En partenariat avec le Studio Sifaka, le programme de soutien à la société civile malgache, Fanainga, a organisé hier un débat sur les formes de violence dans les ménages ou dans la société en général, durant cette période de crise sanitaire. Même constat que dans le reste du monde à Madagascar, la violence a augmenté depuis le début du confinement.
Le taux de violences ménagères a toujours été élevé à Antananarivo, selon Sitraka Nantenaina, membre de C-for-C. Cela inclut la violence conjugale et celle faite aux enfants. Le confinement a davantage aggravé cette situation. L’ONG a effectué des enquêtes auprès de plusieurs fokontany de Tananarive. Elle a, par exemple, constaté qu’à Andohatapenaka, ce taux de violence ménagère est monté à 80% en avril dernier, contre 30% en 2019.
○ ○ ○ ○ ○
Votre objectif>
Répondez aux questions suivantes d'après l'extrait sur les violences pendant le confinement :
(a) Avec quel partenaire le programme Fanainga a-t-il organisé le débat ?
(b) De quelle organisation fait partie Sitraka Nantenaina ?
(c) À Andohatapenaka, quel taux de violence ménagère a été relevé en avril dernier, et quel était ce taux en 2019 ?
Les données ci-dessous proviennent d'une source distincte de l'extrait.
○ ○ ○ ○ ○
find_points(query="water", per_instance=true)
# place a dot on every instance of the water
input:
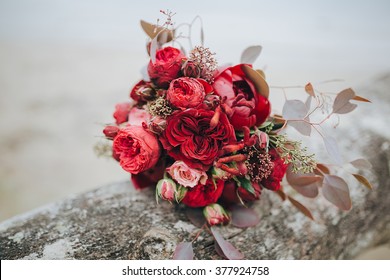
(64, 65)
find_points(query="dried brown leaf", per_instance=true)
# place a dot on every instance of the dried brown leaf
(260, 84)
(303, 209)
(363, 180)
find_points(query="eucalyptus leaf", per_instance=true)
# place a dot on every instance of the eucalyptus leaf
(250, 54)
(333, 149)
(303, 209)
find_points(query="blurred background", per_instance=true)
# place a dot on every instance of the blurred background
(64, 64)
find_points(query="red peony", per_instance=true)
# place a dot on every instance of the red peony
(189, 137)
(272, 182)
(122, 111)
(202, 195)
(248, 106)
(185, 93)
(166, 67)
(136, 148)
(232, 191)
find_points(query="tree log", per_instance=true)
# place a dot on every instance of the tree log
(118, 222)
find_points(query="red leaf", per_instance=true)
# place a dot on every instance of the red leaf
(227, 248)
(335, 190)
(310, 90)
(243, 217)
(303, 209)
(341, 104)
(184, 251)
(361, 163)
(250, 54)
(196, 217)
(306, 184)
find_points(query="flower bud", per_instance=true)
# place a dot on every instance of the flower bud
(215, 214)
(166, 189)
(143, 91)
(110, 131)
(157, 125)
(191, 69)
(180, 193)
(219, 174)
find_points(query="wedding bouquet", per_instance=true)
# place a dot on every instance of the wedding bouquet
(204, 136)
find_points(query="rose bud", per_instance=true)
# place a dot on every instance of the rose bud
(157, 124)
(142, 91)
(215, 214)
(110, 131)
(191, 69)
(166, 189)
(262, 140)
(220, 174)
(180, 193)
(122, 111)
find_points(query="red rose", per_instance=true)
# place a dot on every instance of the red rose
(166, 67)
(142, 91)
(122, 111)
(185, 93)
(234, 194)
(248, 106)
(272, 182)
(137, 149)
(202, 195)
(189, 137)
(150, 177)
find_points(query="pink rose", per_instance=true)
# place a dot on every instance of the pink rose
(138, 116)
(215, 214)
(166, 67)
(185, 93)
(122, 111)
(136, 148)
(186, 176)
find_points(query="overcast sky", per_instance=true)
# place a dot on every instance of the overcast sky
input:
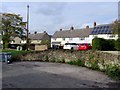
(51, 16)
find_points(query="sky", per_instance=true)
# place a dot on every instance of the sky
(53, 16)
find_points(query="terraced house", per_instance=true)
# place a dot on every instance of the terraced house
(85, 35)
(71, 36)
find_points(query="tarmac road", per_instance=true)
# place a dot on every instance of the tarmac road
(52, 75)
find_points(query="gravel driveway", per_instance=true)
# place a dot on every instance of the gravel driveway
(52, 75)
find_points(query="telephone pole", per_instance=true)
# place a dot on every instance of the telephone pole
(27, 30)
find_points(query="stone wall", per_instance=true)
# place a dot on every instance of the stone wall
(67, 56)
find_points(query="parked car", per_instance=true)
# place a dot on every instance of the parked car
(71, 46)
(85, 46)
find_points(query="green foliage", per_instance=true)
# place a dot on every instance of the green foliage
(12, 26)
(116, 27)
(103, 44)
(113, 71)
(117, 44)
(94, 65)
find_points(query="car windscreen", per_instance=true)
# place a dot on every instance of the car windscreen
(70, 44)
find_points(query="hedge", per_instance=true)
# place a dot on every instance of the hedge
(103, 44)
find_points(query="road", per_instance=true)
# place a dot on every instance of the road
(51, 75)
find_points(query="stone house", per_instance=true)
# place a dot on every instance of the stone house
(72, 35)
(39, 41)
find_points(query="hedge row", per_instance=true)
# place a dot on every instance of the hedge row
(105, 45)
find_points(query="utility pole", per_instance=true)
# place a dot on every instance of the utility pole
(27, 30)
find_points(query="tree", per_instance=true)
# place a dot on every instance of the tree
(11, 26)
(116, 27)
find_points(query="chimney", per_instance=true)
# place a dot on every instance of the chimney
(95, 24)
(45, 32)
(87, 27)
(61, 29)
(72, 28)
(35, 32)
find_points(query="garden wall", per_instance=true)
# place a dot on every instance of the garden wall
(97, 60)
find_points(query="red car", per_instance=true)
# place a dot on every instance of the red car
(85, 46)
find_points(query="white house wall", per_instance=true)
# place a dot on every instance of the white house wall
(105, 36)
(78, 40)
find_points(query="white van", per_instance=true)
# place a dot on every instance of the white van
(71, 46)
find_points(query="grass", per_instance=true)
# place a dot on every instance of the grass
(15, 52)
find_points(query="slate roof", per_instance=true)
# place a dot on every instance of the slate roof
(102, 29)
(73, 33)
(37, 36)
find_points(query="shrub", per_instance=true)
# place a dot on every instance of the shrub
(78, 62)
(113, 71)
(117, 44)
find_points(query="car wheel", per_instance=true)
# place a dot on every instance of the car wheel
(72, 48)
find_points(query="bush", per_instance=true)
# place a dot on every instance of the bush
(97, 43)
(117, 44)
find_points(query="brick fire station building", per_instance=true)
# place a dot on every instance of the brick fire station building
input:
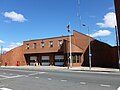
(55, 51)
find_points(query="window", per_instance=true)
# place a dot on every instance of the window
(51, 43)
(34, 45)
(60, 43)
(28, 46)
(42, 44)
(76, 59)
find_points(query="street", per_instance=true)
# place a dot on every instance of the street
(15, 79)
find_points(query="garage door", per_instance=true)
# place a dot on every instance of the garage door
(59, 60)
(45, 60)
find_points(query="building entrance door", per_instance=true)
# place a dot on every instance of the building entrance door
(59, 60)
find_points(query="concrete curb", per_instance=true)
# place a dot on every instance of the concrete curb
(93, 69)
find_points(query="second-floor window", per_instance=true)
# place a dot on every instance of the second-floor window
(60, 43)
(51, 43)
(34, 45)
(28, 46)
(42, 44)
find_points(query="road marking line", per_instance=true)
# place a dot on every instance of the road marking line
(5, 89)
(36, 77)
(104, 85)
(3, 76)
(42, 72)
(83, 83)
(63, 80)
(49, 78)
(2, 85)
(32, 74)
(10, 74)
(26, 76)
(118, 88)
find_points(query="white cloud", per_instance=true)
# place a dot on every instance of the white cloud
(11, 46)
(101, 33)
(109, 21)
(15, 16)
(2, 41)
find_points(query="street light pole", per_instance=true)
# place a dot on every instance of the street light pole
(70, 55)
(90, 55)
(117, 42)
(1, 55)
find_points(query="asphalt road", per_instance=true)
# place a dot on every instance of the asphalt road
(13, 79)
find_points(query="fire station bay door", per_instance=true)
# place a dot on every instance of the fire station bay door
(59, 60)
(33, 60)
(45, 60)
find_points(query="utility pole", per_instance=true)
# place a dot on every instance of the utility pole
(118, 44)
(70, 55)
(1, 55)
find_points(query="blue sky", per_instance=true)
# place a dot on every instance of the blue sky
(22, 20)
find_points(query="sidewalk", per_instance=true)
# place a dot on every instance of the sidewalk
(93, 69)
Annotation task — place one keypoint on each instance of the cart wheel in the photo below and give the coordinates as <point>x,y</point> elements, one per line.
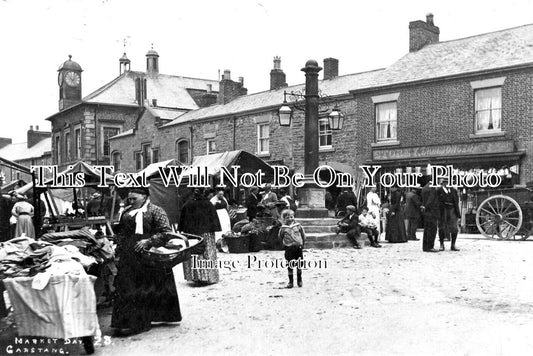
<point>88,344</point>
<point>499,217</point>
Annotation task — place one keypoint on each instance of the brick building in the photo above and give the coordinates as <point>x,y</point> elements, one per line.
<point>35,151</point>
<point>82,127</point>
<point>465,102</point>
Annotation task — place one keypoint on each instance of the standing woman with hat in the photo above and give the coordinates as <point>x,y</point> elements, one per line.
<point>142,294</point>
<point>23,211</point>
<point>199,217</point>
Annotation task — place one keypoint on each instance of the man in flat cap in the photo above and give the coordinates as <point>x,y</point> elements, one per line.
<point>350,225</point>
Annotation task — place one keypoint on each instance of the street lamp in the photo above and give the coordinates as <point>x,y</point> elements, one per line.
<point>335,117</point>
<point>311,196</point>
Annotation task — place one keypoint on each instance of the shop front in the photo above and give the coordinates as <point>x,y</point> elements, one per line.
<point>469,164</point>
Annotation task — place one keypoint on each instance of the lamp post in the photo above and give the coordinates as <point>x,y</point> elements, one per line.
<point>311,196</point>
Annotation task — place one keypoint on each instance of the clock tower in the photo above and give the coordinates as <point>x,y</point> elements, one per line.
<point>69,80</point>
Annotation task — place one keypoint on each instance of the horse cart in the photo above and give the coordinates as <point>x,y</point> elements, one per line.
<point>505,213</point>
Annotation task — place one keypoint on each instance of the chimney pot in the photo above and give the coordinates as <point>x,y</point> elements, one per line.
<point>429,19</point>
<point>227,75</point>
<point>331,68</point>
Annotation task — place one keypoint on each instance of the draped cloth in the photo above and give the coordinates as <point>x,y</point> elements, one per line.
<point>65,308</point>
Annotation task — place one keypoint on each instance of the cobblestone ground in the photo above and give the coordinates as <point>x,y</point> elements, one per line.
<point>395,300</point>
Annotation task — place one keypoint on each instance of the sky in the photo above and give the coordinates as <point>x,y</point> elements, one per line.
<point>201,38</point>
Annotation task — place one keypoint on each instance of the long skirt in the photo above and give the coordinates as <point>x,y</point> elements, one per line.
<point>25,226</point>
<point>396,228</point>
<point>207,275</point>
<point>143,295</point>
<point>225,223</point>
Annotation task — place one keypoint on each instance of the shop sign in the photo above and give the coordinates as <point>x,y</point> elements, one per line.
<point>477,148</point>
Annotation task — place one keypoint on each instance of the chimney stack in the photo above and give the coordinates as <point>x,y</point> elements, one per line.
<point>228,89</point>
<point>422,33</point>
<point>34,136</point>
<point>277,77</point>
<point>331,68</point>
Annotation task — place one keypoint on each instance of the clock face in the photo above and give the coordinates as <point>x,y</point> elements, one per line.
<point>72,79</point>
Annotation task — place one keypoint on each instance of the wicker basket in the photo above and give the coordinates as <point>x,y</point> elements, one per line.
<point>164,260</point>
<point>238,244</point>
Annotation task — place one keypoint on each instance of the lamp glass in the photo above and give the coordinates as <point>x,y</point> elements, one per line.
<point>285,115</point>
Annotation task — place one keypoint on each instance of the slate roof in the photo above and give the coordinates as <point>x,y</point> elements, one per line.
<point>332,87</point>
<point>489,51</point>
<point>20,151</point>
<point>169,90</point>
○ ○ ○ ○ ○
Corrigé>
(a) Le Studio Sifaka.
(b) C-for-C.
(c) 80 % en avril dernier, contre 30 % en 2019.